>>>
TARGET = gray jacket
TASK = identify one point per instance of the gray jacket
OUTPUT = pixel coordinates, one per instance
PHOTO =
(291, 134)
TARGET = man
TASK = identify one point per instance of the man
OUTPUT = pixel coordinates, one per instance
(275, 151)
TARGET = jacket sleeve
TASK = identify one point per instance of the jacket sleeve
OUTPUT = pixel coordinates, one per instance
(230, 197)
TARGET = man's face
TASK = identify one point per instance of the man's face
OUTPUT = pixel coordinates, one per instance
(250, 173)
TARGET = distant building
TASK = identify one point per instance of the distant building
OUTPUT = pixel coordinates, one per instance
<<<
(TASK BRIEF):
Full repetition needed. Write out every entry above exactly as given.

(THE COMPLETED TASK):
TARGET = gray jacket
TASK = identify one point per instance of the gray jacket
OUTPUT = pixel coordinates, one per instance
PHOTO =
(291, 134)
TARGET = man
TASK = identify one point per instance of the man
OUTPUT = pixel coordinates, one per instance
(275, 151)
TARGET = jacket sleeve
TASK = identify one point per instance of the jacket sleeve
OUTPUT = pixel coordinates, one per instance
(230, 197)
TARGET = man's face
TASK = identify one point per instance of the man's face
OUTPUT = pixel coordinates, one per instance
(250, 173)
TARGET = distant building
TASK = identify one point per instance of the distant building
OUTPUT = pixel coordinates, one per instance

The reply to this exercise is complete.